TASK DIRECTIONS:
Give as a JSON list of strings, one per line with blank lines omitted, the lines of the data starting at the line that contains "Find the bounding region for the horse's" and ending with the line that contains "[177,373,269,522]", both included.

DATA ROWS:
────────────────────────────────────────

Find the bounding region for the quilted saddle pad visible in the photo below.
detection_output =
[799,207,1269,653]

────────────────────────────────────────

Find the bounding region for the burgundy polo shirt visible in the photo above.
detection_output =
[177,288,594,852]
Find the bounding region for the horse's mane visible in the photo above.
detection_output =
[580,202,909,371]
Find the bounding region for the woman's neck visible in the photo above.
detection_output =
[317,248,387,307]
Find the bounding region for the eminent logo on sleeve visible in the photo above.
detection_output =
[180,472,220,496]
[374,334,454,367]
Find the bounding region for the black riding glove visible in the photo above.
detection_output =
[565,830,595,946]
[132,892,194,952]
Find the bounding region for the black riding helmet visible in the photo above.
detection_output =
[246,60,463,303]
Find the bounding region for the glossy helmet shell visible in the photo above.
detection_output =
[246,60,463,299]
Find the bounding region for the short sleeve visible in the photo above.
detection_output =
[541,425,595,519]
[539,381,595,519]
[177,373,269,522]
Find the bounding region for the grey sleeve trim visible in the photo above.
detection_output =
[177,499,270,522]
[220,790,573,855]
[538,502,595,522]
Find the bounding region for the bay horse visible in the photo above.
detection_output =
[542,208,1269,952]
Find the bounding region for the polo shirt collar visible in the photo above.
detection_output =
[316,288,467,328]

────────────────────────────────────────

RESPONSE TO THIS TASK:
[
  "Find the bounding region for the horse's mane visible in the photo above.",
  "detection_output =",
  "[580,202,909,371]",
  "Find the bounding region for the woman's neck visible in the photo above.",
  "detection_output =",
  "[317,248,387,307]",
  "Find the bounding region for the eminent logo on sleeve visible in the photo above.",
  "detection_output =",
  "[180,472,220,496]",
  "[374,334,454,367]",
  "Find the bounding region for the black riding glove visible in the photo above.",
  "detection_output =",
  "[565,830,595,946]",
  "[132,892,194,952]",
  "Find the bounding region for the black riding helmet visible in the photo above.",
  "detection_output =",
  "[246,60,463,303]",
  "Find the bounding region for the glossy helmet shell visible in the photo above.",
  "detection_output =",
  "[246,60,463,299]",
  "Find the bounding region for the short sleeve visible in the photo above.",
  "detection_output =",
  "[541,425,595,519]",
  "[539,381,595,519]",
  "[177,373,269,522]"
]